• [Data extract]:
══════
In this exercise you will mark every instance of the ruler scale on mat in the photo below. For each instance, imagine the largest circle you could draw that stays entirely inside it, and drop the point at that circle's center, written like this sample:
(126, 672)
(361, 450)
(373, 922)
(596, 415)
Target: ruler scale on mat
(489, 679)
══════
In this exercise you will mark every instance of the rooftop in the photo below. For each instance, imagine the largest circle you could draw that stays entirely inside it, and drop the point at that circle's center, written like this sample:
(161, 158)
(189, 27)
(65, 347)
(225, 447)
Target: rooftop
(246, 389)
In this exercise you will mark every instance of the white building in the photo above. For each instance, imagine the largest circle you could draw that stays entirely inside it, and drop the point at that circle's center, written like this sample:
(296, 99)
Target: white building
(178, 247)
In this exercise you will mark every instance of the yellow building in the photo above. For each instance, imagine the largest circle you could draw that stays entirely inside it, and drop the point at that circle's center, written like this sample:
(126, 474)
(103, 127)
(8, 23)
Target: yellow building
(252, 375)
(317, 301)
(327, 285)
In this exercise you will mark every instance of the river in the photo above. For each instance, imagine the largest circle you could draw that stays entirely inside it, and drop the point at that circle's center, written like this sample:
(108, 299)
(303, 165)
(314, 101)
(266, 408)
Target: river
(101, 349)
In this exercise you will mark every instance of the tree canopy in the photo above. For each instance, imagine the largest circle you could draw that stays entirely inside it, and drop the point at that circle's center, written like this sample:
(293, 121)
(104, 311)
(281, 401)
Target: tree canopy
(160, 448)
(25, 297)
══════
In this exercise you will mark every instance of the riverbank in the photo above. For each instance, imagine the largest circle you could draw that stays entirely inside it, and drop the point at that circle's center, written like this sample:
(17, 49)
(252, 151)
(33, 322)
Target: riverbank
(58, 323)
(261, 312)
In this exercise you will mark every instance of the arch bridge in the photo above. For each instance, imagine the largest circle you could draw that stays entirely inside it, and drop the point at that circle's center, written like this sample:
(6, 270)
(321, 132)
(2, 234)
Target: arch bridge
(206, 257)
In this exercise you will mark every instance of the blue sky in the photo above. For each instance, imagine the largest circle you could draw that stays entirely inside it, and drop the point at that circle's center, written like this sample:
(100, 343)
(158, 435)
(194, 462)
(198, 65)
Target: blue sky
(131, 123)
══════
• [To be done]:
Please echo the listing above word for word, starting at the line that contains "In this exercise you will mark every instance of the ruler" and ending at the line that contains "Target: ruler scale on mat".

• [Answer to this problem]:
In this exercise you will mark every instance of the ruler scale on mat in the photo below. For each instance, imagine the largest circle you could draw that stays entirely inside it, and drop the point at that circle's center, written like this sample:
(126, 672)
(361, 450)
(373, 922)
(596, 415)
Target: ruler scale on mat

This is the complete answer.